----- Exercise inputs -----
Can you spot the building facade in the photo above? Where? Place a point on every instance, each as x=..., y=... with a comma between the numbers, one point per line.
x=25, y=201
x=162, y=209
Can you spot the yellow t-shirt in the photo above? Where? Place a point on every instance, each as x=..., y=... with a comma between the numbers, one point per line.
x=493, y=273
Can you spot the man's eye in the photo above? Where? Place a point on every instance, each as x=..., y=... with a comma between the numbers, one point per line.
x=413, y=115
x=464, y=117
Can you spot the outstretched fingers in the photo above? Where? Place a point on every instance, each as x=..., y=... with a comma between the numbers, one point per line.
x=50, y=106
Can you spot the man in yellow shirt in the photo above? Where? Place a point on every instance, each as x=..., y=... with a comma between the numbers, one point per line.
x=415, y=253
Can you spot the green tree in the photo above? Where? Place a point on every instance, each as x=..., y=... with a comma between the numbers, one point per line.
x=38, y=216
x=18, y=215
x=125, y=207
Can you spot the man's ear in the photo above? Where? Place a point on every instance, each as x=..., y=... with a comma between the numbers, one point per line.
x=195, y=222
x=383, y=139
-----
* **What you are asked to do**: Can you edit the rows above so that "one point per line" becomes "each point on its own line" everywhere, leaving everything else unchanged?

* **Correct result**:
Can you spot the building facade in the photo above? Where? Place a point on every instance, each as x=..., y=... with a comma between the numbers, each point on its own line.
x=25, y=201
x=162, y=209
Can you spot the yellow t-shirt in the photo above? Where? Place a point on every instance, each as x=..., y=... with a comma between the numbers, each point on its own line.
x=493, y=273
Can you spot the man's eye in the photo above? Where? Place a point on every instance, each as x=..., y=... with a comma between the numbers, each point on its own line.
x=413, y=115
x=464, y=117
Can you spot the outstretched fingers in the photo above? Where? Place a point on every instance, each as x=..., y=... with a comma between the numbers, each point on its own line.
x=50, y=106
Can you spot the man in yellow shirt in the photo above? Where? Place a point on every instance, each as x=..., y=... with a comma between the numbers, each point on its own line.
x=415, y=253
Can you spot the green tree in the photo above? Where? Place a point on every instance, each as x=..., y=... with a comma between the numbers, each point on its own line.
x=38, y=216
x=18, y=215
x=125, y=207
Can you spot the man's ear in the photo above? Where? Place a point on every instance, each as x=..., y=... with a comma between the numbers, each point on its own line.
x=195, y=222
x=383, y=139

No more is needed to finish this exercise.